--- Challenge ---
Would you output the lines from the one with "letter e on" through the last line of the material below, exactly, but without pictures?

%%

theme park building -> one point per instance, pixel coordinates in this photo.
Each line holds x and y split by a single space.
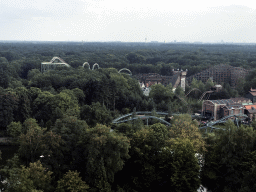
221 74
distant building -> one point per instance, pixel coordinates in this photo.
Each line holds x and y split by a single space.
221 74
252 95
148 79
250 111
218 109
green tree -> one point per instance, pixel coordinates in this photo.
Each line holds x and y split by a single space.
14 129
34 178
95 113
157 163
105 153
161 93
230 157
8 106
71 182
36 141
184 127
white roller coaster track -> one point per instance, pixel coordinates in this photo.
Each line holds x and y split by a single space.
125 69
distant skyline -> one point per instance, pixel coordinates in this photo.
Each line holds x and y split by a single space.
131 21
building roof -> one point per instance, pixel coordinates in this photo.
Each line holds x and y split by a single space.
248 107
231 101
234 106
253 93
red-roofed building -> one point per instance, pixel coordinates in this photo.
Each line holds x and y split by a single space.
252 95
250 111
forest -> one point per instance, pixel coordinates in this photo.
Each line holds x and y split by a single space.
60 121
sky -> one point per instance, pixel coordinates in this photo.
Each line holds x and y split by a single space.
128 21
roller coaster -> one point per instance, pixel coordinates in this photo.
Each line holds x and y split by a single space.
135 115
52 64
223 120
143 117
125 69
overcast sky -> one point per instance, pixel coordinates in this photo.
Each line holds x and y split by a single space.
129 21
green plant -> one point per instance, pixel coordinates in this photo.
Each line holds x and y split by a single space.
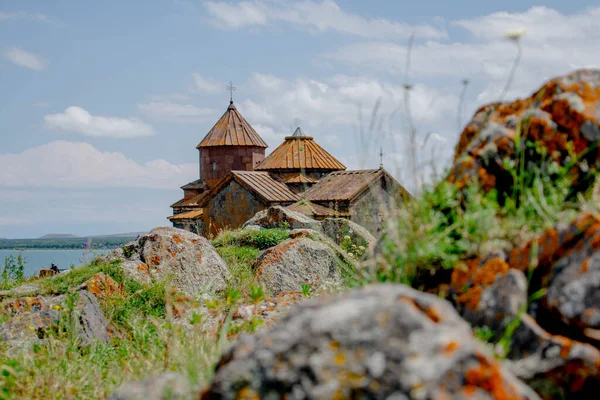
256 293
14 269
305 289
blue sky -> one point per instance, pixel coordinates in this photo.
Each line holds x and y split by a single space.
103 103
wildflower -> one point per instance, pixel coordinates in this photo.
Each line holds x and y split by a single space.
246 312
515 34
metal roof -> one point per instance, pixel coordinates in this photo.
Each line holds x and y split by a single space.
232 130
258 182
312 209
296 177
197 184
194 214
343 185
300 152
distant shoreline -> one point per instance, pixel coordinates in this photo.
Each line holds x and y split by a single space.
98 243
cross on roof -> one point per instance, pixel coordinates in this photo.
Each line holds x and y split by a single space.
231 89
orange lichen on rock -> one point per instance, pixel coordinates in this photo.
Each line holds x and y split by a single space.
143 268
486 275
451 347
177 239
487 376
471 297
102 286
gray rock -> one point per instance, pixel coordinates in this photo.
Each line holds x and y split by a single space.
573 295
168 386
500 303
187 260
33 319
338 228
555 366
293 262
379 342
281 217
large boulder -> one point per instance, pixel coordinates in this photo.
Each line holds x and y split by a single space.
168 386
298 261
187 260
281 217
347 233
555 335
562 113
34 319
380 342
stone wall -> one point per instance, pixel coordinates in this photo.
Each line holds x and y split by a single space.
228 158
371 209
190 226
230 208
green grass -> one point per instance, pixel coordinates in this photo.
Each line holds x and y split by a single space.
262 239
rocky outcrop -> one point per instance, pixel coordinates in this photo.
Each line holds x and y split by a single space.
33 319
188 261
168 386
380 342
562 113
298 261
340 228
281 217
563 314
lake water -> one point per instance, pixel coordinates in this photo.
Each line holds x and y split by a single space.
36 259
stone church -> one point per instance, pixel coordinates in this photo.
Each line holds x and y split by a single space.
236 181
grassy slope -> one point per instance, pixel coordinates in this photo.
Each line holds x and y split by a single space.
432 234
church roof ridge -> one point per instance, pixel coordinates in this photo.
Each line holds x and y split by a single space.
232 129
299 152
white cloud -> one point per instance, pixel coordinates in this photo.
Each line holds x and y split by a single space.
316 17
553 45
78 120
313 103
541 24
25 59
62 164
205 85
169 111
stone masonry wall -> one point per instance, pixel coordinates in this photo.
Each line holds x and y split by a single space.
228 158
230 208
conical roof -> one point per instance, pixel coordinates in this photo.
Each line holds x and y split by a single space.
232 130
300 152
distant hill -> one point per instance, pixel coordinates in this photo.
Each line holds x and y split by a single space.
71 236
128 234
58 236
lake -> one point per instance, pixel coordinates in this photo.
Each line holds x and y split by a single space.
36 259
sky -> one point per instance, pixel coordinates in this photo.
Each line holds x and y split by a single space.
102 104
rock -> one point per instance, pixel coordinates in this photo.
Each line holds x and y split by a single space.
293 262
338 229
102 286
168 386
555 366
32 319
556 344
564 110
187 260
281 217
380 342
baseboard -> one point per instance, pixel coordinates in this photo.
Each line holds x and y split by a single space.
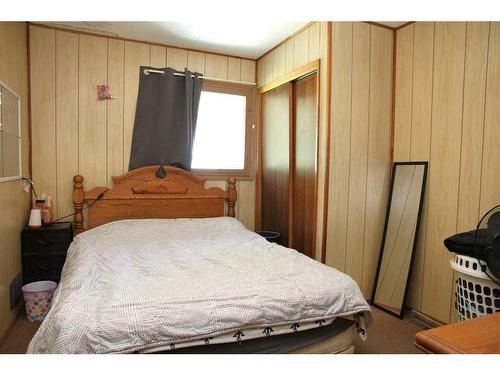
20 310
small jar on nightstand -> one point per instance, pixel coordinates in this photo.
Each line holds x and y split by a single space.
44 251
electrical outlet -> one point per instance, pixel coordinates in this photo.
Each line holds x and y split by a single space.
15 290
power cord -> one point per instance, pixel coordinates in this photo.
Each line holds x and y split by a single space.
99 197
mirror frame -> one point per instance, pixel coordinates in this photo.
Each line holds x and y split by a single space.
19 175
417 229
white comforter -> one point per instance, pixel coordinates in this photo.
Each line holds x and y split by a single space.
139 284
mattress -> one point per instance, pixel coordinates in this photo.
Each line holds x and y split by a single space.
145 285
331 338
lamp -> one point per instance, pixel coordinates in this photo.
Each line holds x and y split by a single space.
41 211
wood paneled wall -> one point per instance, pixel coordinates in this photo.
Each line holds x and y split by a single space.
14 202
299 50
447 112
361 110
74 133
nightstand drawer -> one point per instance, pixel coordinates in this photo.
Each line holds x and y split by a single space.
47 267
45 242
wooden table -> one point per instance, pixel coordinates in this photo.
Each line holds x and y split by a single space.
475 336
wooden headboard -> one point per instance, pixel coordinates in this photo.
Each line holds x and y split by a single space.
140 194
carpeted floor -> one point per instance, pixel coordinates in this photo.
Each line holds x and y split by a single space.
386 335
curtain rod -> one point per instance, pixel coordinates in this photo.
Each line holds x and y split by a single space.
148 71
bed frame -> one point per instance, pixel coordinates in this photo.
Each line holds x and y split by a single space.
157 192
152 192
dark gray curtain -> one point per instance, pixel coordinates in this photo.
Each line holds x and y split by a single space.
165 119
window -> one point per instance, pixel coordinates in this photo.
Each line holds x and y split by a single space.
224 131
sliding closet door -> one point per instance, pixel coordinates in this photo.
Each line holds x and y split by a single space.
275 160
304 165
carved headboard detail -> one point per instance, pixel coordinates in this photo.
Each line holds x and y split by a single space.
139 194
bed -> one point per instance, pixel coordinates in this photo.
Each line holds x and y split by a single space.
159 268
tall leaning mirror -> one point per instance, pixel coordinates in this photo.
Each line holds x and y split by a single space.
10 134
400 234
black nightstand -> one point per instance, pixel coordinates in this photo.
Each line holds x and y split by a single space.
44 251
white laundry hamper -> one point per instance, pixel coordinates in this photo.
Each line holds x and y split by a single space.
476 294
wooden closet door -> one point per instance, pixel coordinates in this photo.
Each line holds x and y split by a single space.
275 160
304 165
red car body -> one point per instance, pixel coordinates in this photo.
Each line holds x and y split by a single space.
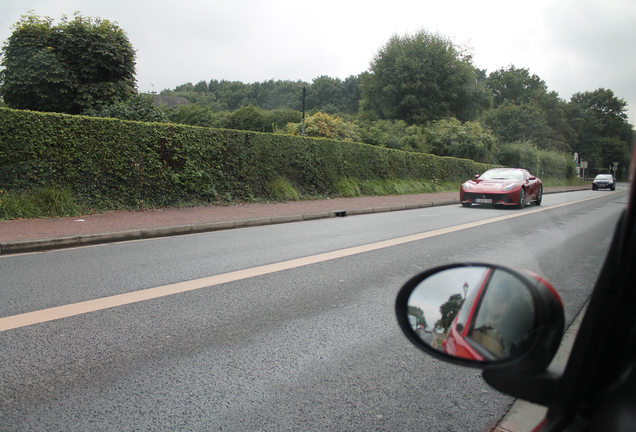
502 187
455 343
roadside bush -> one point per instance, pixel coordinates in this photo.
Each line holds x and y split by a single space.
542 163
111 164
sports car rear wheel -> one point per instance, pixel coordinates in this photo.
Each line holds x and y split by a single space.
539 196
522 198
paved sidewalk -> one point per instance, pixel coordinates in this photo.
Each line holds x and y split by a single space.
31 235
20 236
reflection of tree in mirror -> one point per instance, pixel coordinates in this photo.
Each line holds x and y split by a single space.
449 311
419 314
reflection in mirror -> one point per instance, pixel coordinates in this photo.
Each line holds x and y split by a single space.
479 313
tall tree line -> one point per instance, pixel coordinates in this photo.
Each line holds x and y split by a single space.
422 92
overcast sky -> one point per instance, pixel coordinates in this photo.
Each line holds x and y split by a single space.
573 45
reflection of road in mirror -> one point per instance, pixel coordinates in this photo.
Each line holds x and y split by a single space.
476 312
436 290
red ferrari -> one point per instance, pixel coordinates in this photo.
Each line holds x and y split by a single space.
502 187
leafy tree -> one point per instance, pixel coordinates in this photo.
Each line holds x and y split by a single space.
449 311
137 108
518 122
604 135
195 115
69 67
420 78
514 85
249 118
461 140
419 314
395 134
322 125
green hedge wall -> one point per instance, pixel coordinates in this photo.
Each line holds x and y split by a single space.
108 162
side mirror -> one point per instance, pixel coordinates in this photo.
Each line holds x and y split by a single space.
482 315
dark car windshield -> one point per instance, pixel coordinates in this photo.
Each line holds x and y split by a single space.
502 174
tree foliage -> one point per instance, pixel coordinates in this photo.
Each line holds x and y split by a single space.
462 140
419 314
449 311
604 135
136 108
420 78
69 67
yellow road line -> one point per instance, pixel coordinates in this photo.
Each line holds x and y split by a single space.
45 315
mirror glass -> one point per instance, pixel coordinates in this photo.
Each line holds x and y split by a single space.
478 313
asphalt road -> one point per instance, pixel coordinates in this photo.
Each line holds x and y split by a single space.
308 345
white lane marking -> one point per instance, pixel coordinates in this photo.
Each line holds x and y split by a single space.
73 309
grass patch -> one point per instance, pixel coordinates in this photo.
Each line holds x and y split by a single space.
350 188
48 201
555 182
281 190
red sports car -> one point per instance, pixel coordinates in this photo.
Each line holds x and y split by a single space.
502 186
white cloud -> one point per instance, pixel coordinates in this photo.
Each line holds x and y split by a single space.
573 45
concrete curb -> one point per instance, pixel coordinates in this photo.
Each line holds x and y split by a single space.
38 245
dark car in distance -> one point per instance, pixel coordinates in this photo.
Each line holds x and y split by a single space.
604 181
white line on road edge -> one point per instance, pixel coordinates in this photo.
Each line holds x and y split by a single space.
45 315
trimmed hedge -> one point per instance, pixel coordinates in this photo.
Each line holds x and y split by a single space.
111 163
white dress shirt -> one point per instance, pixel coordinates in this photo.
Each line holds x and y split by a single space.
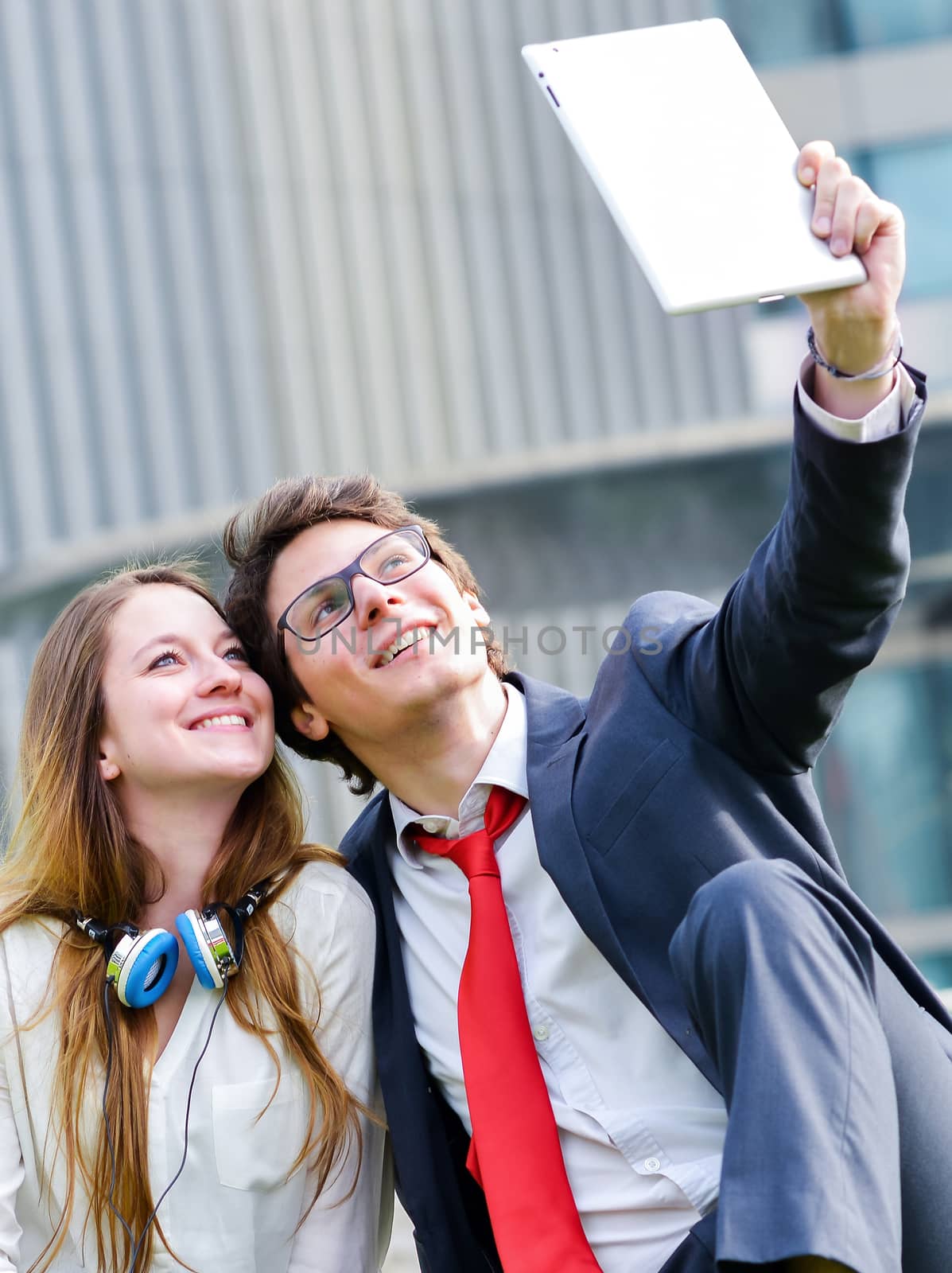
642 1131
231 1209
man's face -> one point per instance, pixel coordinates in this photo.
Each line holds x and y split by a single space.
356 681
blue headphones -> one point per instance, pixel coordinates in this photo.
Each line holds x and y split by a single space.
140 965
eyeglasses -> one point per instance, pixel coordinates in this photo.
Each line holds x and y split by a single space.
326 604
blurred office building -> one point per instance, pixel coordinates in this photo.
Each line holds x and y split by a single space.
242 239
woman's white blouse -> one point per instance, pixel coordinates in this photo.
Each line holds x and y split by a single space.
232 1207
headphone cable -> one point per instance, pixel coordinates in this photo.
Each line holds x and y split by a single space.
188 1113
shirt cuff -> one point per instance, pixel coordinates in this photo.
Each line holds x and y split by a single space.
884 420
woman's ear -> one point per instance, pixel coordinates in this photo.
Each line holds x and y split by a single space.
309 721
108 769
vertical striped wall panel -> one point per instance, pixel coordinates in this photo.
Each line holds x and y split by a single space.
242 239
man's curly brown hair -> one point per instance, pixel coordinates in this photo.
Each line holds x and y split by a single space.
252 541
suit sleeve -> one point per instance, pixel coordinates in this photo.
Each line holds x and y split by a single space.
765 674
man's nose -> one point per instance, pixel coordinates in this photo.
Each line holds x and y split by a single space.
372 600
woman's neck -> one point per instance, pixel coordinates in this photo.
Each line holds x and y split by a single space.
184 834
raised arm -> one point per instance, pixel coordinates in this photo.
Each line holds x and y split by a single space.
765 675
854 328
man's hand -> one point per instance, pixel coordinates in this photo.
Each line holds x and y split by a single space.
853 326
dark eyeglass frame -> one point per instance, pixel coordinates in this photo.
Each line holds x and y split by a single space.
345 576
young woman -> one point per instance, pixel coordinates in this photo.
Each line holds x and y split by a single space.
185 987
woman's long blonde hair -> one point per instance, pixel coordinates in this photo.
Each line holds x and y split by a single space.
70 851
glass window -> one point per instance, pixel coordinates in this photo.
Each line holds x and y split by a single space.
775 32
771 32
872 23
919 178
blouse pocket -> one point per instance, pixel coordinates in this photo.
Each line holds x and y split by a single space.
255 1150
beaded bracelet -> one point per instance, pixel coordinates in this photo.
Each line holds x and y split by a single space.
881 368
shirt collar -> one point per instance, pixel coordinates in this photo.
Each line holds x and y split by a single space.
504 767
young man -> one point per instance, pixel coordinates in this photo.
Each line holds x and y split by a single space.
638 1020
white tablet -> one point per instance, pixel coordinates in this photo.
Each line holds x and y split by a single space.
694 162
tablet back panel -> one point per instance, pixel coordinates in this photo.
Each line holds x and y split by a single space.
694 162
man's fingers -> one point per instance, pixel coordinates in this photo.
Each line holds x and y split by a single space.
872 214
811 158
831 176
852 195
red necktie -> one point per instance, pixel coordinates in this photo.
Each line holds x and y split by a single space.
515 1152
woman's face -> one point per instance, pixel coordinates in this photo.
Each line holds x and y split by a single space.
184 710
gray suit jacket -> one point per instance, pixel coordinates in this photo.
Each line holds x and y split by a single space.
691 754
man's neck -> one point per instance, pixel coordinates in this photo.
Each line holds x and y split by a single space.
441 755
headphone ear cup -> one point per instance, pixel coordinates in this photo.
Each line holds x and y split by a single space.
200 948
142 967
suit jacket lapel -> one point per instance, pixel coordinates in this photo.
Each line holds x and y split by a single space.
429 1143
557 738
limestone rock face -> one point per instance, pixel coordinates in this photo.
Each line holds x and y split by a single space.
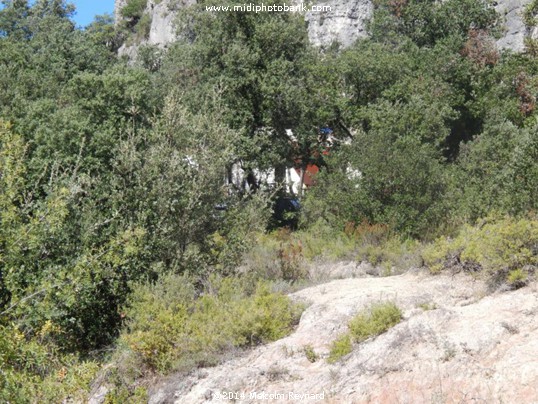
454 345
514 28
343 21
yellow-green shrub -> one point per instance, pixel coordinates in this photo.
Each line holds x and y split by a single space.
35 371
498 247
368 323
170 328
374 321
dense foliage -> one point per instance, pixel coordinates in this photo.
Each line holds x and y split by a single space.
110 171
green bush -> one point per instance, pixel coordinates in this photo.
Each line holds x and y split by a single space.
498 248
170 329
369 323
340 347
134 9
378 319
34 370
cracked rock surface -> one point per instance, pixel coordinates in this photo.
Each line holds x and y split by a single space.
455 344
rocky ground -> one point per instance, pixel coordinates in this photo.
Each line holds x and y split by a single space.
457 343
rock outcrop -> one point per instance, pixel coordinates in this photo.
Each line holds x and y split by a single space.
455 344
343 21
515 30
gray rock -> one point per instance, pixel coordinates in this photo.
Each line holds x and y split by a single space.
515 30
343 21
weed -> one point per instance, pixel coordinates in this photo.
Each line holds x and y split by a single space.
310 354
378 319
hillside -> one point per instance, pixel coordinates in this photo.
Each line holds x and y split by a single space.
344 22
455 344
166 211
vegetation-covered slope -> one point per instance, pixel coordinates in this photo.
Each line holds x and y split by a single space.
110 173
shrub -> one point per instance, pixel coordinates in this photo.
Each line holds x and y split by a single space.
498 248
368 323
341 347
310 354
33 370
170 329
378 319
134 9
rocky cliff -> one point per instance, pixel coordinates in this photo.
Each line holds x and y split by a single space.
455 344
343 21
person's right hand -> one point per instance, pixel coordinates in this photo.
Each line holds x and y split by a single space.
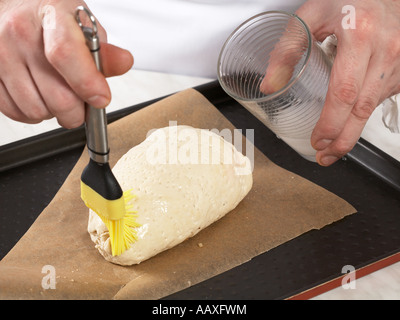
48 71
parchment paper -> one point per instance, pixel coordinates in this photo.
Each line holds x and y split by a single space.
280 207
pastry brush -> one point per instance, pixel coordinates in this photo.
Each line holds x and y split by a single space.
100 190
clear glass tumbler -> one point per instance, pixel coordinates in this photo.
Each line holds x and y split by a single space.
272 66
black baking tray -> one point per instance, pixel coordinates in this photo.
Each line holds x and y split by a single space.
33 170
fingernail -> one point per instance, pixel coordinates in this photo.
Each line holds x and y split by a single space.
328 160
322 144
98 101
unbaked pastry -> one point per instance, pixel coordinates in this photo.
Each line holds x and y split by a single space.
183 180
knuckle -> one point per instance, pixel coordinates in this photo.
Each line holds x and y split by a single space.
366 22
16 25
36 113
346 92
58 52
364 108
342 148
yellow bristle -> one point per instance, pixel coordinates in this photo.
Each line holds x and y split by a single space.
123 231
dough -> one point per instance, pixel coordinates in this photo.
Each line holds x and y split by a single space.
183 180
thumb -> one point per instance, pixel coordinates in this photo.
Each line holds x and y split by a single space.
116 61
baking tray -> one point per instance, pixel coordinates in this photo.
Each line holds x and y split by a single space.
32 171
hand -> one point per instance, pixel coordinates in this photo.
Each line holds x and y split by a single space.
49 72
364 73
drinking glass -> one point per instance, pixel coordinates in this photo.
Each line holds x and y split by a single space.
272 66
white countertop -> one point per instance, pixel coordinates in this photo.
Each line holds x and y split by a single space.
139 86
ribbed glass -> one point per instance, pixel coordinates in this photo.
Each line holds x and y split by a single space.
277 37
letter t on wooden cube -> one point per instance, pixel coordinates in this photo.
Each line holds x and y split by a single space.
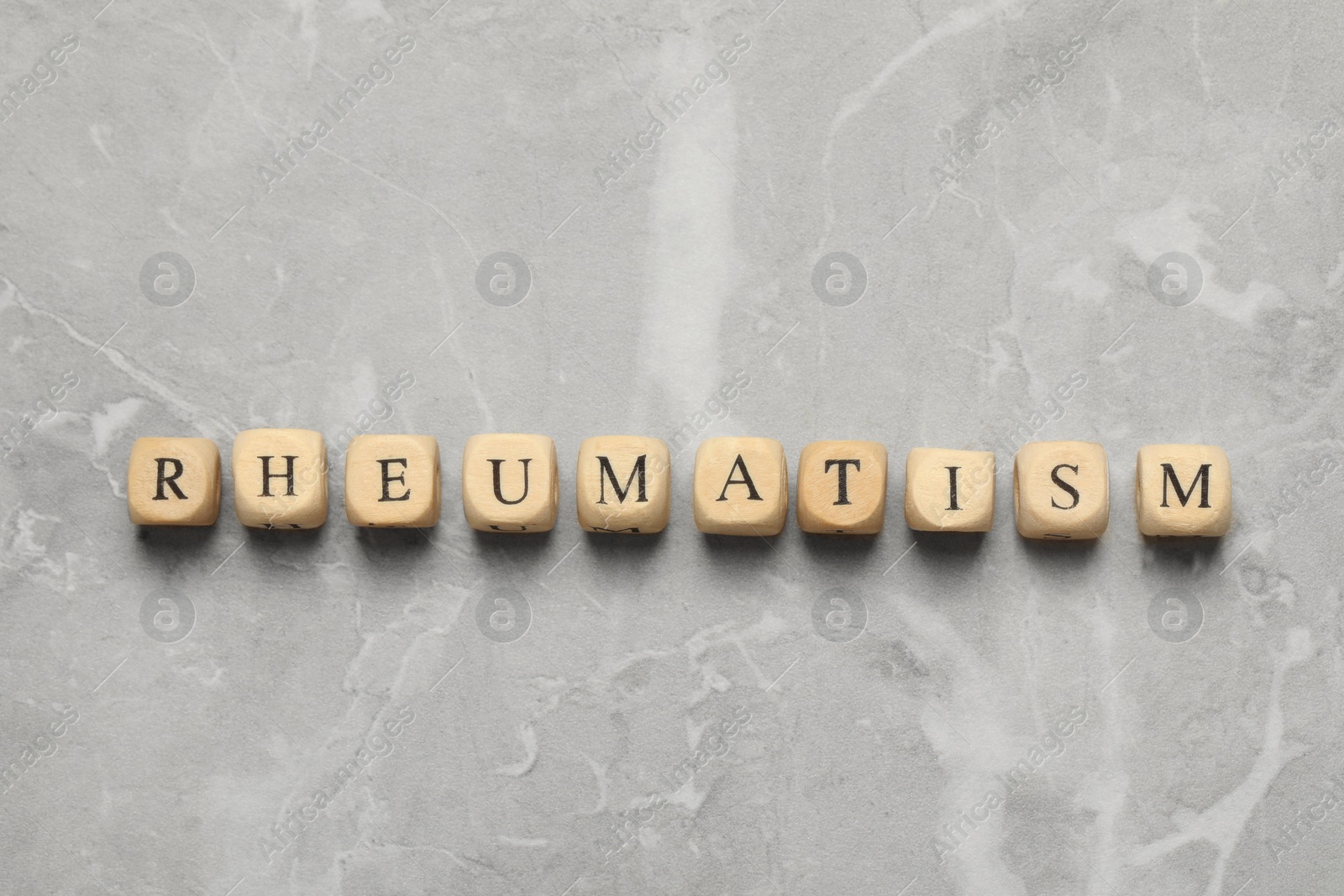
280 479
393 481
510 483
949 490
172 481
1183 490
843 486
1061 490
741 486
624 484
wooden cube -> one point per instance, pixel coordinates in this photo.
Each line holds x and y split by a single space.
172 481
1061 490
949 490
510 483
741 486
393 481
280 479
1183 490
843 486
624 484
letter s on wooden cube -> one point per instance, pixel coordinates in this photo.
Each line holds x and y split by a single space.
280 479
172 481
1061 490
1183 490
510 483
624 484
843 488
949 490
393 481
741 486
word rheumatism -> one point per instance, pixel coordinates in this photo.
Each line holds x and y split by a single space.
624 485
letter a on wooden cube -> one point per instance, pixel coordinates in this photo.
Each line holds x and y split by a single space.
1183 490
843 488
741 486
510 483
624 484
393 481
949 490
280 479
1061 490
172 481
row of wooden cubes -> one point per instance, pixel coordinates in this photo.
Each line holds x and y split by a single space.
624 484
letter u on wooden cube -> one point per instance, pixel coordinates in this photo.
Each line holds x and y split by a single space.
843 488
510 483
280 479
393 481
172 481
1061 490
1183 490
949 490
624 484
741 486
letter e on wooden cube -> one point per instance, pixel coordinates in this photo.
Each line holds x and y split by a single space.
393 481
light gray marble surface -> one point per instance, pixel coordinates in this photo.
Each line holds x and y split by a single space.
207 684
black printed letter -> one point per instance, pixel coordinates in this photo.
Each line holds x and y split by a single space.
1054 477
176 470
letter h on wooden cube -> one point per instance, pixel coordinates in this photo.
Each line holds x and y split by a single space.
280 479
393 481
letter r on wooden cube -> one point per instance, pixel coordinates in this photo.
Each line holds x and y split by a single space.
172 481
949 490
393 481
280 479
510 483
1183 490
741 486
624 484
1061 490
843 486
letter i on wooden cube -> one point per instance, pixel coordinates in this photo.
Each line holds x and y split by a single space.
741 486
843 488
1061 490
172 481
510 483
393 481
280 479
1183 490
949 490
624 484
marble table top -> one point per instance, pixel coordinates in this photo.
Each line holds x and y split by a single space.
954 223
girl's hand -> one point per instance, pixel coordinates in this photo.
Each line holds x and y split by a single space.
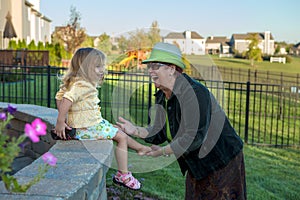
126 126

%%

--- Written solution ---
letter e on wooden cube -> one point per instance, pixel coordinates in this photo.
Each line holds x and y split by a single space.
393 481
light gray marble surface -> one point per instance, pixel coordinates in this photo.
Each line holds x and y split by a single space.
207 684
black printed letter -> one point per instance, pixel coordinates in this photo.
Each line holds x and y split by a single space.
1054 477
176 470
letter h on wooden cube -> one point per instance, pixel coordinates in this photo.
Each line holds x and y split by a single space.
280 479
393 481
letter r on wooden cube -> one point per instance, pixel coordinates in this photo.
Each line holds x and y split by a single space.
172 481
949 490
393 481
280 479
510 483
1183 490
741 486
624 484
1061 490
843 486
letter i on wooden cube -> one point per instance, pixel coordinates in this photo.
Each line holds x and y split by a single space.
741 486
843 488
1061 490
172 481
510 483
393 481
280 479
1183 490
949 490
624 484
marble table top -> one point per instance, pixel coordinates in this photo.
Each line holds x and y split by a single space.
954 223
girl's hand -> one point per instance, pixel coordinates in this photo.
Each line holds x and y split by a single space.
126 126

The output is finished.